Every line from the line containing "Target: green tree" through the final line below is to be repeated exactly; no other line is.

→ Data for this exercise:
⁂
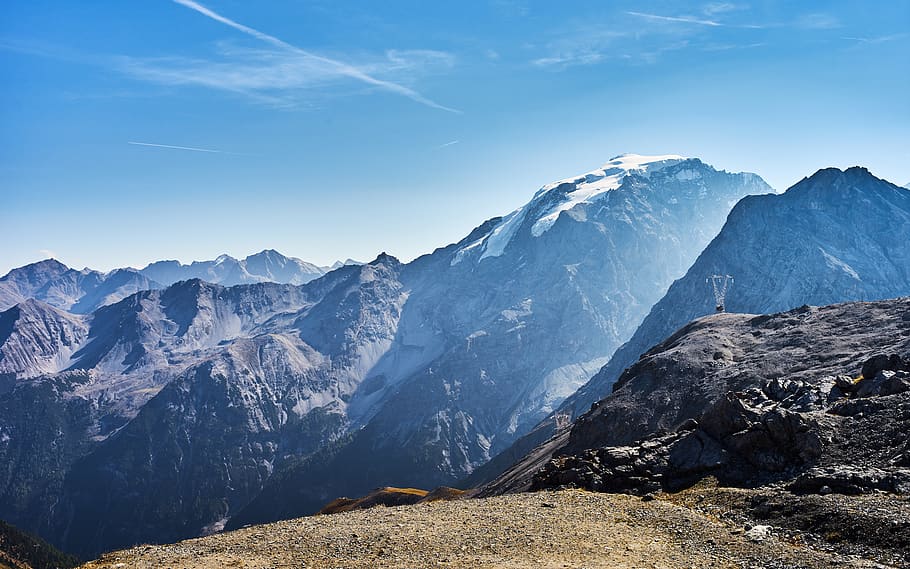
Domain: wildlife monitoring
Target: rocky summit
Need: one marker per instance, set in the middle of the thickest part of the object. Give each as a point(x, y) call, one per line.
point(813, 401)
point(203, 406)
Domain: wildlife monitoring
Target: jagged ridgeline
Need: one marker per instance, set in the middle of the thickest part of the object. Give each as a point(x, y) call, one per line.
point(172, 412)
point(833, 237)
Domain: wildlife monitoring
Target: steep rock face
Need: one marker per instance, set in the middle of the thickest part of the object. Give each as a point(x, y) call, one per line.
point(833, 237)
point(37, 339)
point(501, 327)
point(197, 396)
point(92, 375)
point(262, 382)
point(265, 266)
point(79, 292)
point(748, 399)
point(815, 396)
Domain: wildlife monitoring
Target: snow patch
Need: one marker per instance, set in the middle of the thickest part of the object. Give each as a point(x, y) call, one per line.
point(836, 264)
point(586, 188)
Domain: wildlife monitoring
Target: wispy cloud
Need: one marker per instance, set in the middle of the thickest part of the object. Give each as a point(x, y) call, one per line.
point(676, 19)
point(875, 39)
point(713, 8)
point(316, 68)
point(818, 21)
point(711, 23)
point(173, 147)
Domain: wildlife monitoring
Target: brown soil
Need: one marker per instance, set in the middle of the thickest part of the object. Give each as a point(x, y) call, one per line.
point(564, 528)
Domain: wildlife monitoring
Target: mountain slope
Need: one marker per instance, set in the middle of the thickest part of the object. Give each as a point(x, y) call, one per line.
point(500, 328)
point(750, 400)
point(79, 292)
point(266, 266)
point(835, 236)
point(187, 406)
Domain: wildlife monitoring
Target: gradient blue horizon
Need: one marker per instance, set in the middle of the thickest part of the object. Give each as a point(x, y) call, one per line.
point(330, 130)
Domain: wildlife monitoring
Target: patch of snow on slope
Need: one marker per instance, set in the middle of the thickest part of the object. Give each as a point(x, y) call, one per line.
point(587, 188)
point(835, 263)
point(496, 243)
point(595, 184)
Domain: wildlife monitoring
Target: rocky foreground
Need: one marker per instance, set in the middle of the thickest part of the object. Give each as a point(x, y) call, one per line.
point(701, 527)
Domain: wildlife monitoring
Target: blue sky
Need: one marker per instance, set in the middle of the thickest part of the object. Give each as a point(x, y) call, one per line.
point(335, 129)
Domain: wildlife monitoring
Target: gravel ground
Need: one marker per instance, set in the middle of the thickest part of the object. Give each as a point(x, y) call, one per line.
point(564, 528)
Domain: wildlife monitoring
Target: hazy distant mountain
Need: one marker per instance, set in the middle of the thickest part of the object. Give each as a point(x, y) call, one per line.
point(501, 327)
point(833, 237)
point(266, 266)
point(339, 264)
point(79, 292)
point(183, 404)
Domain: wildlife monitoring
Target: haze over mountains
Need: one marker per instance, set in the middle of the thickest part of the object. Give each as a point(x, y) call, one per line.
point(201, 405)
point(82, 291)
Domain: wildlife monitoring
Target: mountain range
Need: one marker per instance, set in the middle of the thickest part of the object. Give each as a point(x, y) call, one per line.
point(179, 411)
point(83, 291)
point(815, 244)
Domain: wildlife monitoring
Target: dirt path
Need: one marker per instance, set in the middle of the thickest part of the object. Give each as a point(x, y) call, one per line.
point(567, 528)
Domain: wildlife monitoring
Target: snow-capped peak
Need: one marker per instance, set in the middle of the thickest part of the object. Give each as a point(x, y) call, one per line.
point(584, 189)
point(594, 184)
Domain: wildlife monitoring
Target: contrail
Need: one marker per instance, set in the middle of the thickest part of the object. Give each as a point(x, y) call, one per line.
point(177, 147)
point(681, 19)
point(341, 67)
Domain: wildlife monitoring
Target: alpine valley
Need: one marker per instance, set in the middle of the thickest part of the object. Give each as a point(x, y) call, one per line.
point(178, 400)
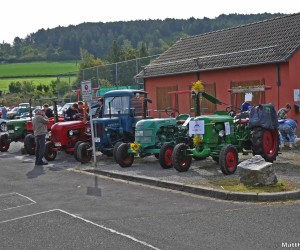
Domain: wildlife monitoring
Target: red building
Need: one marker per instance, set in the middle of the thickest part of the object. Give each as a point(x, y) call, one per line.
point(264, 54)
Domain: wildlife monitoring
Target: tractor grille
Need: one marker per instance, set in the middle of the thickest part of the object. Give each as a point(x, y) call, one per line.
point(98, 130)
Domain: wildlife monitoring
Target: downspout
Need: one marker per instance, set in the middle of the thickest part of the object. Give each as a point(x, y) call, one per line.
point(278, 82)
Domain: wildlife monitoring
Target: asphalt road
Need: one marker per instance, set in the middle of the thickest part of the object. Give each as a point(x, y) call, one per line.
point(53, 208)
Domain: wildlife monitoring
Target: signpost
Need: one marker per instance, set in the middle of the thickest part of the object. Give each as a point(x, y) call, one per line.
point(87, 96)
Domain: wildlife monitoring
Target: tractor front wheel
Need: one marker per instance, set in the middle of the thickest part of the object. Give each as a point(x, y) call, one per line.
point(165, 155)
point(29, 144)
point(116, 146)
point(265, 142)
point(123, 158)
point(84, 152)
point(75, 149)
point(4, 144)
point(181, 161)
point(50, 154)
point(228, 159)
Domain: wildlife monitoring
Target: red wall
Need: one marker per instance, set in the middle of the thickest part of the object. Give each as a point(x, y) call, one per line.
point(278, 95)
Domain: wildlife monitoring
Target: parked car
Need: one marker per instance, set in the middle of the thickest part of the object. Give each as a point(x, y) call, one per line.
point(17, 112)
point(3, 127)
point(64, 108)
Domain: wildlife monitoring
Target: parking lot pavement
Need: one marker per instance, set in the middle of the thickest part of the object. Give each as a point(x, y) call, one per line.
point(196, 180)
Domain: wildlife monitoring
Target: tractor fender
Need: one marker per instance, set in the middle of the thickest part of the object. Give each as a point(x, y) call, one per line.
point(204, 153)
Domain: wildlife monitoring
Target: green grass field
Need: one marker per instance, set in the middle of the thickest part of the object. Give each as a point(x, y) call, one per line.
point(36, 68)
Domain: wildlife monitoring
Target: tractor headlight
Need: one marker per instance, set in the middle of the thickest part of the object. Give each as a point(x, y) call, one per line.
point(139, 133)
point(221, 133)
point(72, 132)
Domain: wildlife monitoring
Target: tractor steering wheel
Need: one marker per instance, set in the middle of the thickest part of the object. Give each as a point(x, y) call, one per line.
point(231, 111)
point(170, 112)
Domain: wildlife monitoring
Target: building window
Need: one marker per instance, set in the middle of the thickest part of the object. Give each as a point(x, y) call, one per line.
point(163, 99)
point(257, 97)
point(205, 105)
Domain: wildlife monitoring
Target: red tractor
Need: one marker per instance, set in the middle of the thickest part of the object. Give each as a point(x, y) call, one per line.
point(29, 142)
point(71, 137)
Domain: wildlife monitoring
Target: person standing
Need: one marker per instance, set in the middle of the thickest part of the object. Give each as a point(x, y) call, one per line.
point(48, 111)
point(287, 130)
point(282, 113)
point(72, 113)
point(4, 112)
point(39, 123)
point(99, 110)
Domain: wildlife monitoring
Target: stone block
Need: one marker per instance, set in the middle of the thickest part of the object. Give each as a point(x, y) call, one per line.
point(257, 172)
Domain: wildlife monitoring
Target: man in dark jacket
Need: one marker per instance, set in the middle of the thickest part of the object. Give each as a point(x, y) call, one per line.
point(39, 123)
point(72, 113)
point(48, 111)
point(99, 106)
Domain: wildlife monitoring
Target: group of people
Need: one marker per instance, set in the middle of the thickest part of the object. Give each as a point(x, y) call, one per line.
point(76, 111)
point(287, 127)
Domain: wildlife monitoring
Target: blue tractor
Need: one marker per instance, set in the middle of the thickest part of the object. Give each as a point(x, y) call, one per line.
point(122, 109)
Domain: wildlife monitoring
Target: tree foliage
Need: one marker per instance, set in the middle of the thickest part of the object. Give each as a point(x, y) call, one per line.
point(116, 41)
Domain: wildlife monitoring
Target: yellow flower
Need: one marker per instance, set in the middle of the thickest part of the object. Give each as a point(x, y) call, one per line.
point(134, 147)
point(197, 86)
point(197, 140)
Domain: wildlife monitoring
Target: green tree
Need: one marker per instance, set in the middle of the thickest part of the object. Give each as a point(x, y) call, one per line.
⁂
→ Task output:
Target: green tree
Need: one marker per instance, set in the middle of the thickest part of the object. Give each as a point(x, y) call, one per line.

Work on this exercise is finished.